Top of Record excerpts

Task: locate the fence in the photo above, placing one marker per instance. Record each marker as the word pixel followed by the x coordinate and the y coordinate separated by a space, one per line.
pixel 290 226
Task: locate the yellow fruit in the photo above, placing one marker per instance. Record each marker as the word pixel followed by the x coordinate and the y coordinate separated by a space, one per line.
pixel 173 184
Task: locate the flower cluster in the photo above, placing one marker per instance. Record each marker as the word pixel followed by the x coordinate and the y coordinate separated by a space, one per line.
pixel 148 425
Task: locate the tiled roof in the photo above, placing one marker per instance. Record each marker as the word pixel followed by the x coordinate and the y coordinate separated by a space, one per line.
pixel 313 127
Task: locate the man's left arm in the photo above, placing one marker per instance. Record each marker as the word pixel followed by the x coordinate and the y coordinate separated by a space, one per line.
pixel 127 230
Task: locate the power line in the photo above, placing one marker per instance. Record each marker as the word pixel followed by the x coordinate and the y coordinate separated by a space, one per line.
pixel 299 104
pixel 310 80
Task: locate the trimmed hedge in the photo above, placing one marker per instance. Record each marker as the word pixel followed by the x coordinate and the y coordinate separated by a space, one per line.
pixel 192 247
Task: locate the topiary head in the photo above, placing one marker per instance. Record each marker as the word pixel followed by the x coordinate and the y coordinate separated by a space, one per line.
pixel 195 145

Bottom of Record excerpts

Return the whole listing, word for word.

» Output for this task:
Task: locate the fence in the photo above, placing one marker per instance. Record each marker as the word pixel followed by the x coordinate and the y coordinate separated by a space, one per line.
pixel 290 226
Task: locate the yellow fruit in the photo above, placing one marker per instance. Record each marker as the word pixel followed by the x coordinate and the y coordinate separated by a space, one per line.
pixel 173 184
Task: locate the flower cluster in the photo above, placing one marker per instance. Record each marker as the word pixel followed by the x coordinate and the y coordinate separated by a space, one per line.
pixel 148 425
Task: locate the tiled roof in the photo above, placing one marker per instance. Record each marker as the word pixel followed by the x coordinate and the y coordinate separated by a space, one per line.
pixel 313 127
Task: locate the man's left arm in the photo above, placing one marker per instance. Record each marker as the word pixel followed by the x coordinate and the y coordinate separated by a space, one per line.
pixel 127 230
Task: locate the power line in the photo above, placing one marker per instance. Record each marker as the word pixel followed by the x coordinate and the y coordinate separated by a space, one per line.
pixel 299 104
pixel 310 80
Task: locate the trimmed hedge in the photo above, placing one marker per instance. Record each marker as the word pixel followed by the x coordinate and the y coordinate separated by a space, one per line.
pixel 192 247
Task: locate the topiary head in the photo above, placing one marker per instance. Record each marker as the word pixel followed by the x coordinate and the y coordinate separated by a space, one per line.
pixel 195 145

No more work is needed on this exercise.